[The data — start]
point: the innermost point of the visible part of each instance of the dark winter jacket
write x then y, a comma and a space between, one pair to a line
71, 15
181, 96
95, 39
[The data — finish]
» **Problem to work on**:
Set the data above down again in full, exactly as it reads.

» **Your response**:
point: the innermost point of the visible part of each instance of the dark winter jacket
write x then y, a comma and a space between, one pair to a line
71, 15
181, 96
95, 39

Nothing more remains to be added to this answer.